◆ Aim of the task
Restate, word for word, the lines from the opening line of the data through the line containing "query | forest", both included, and nothing else.

[Material for this task — start]

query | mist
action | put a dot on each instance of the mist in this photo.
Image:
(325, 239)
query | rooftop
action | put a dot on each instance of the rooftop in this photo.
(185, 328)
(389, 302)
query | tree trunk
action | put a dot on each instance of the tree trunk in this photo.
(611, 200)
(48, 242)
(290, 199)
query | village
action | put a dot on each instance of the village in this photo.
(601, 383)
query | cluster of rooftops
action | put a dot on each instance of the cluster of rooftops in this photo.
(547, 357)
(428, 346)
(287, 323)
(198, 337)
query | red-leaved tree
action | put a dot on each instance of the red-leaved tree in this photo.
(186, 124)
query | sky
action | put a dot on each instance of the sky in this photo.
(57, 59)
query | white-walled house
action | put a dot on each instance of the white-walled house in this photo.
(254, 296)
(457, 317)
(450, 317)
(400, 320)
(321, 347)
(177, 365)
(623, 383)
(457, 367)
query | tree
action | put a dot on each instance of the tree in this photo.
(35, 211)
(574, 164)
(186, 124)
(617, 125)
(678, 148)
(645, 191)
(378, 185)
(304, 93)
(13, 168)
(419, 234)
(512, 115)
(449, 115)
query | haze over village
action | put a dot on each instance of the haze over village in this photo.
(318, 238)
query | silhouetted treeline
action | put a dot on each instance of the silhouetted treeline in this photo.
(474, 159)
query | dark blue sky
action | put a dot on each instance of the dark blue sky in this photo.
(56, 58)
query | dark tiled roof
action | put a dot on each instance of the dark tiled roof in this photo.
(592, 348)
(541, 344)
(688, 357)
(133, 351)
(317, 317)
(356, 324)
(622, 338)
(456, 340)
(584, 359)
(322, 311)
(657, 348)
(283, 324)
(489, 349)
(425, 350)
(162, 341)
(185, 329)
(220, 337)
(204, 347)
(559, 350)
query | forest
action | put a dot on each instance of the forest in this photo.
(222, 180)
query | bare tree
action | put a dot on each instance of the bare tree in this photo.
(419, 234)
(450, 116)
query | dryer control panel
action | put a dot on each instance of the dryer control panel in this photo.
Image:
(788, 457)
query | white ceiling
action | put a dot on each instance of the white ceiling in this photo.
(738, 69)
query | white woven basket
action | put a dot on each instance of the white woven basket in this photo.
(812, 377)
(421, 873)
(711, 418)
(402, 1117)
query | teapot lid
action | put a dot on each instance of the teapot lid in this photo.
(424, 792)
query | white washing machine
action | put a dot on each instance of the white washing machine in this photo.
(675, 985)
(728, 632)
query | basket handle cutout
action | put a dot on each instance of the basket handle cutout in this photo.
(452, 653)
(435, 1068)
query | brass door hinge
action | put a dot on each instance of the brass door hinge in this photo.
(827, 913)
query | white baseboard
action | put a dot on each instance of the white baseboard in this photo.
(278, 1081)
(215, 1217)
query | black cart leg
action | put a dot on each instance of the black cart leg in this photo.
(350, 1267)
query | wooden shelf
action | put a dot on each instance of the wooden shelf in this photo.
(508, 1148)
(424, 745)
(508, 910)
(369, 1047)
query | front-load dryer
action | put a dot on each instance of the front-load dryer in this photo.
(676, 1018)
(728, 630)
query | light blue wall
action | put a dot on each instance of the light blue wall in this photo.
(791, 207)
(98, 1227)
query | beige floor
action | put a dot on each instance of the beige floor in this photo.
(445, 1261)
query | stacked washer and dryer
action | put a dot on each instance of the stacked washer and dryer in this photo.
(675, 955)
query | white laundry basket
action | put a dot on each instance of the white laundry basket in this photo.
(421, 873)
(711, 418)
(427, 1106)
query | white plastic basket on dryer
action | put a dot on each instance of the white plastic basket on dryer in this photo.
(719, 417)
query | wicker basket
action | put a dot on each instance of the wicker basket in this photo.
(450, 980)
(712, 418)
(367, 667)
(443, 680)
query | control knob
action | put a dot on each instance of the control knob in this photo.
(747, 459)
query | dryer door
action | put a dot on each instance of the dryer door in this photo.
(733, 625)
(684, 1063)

[Material for this task — finish]

◆ Exercise output
query | mist
action | put a dot on each instance of the mist in this photo.
Image:
(325, 239)
query | rooftop
action | put a dot on each instance of the rooftop in this photo.
(185, 328)
(389, 302)
query | tree trunk
action | put a dot on each instance of the tree trunk in this photo.
(611, 200)
(48, 242)
(290, 199)
query | village
action | put a dot on each instance of the village in this photo.
(601, 383)
query | cluster of rooftops
action | put a dot on each instance of the cluster of rooftops in this photo.
(547, 357)
(428, 346)
(287, 323)
(198, 337)
query | red-leaved tree
action | put a dot on each instance of the red-leaved tree in this photo.
(186, 124)
query | sky
action | put a dot on each instance of the sky in this photo.
(57, 59)
query | white-walled house
action | put a dot on each instance of the white-walled house in this photo.
(254, 296)
(457, 317)
(450, 317)
(400, 320)
(321, 347)
(177, 365)
(623, 383)
(457, 367)
query | tree
action | put a dot on each instance of the tree in this photo.
(35, 211)
(574, 164)
(186, 124)
(617, 125)
(678, 148)
(645, 191)
(378, 185)
(304, 93)
(13, 168)
(419, 234)
(512, 115)
(449, 115)
query | haze over village
action | put a dot on each instance of the haze over village in this photo.
(318, 238)
query | silhouetted treeline
action | put a dot on each instance of the silhouetted treeline in this photo.
(474, 159)
query | dark blue sky
action | put a dot on each instance of the dark blue sky in this photo.
(56, 58)
query | dark tiled roof
action | put a dot on each instance of the dark tiled roof in this photo.
(592, 348)
(541, 344)
(688, 357)
(133, 351)
(317, 317)
(356, 324)
(622, 338)
(456, 340)
(584, 359)
(322, 311)
(657, 348)
(283, 324)
(489, 349)
(425, 350)
(162, 341)
(185, 329)
(220, 337)
(204, 347)
(559, 350)
query | forest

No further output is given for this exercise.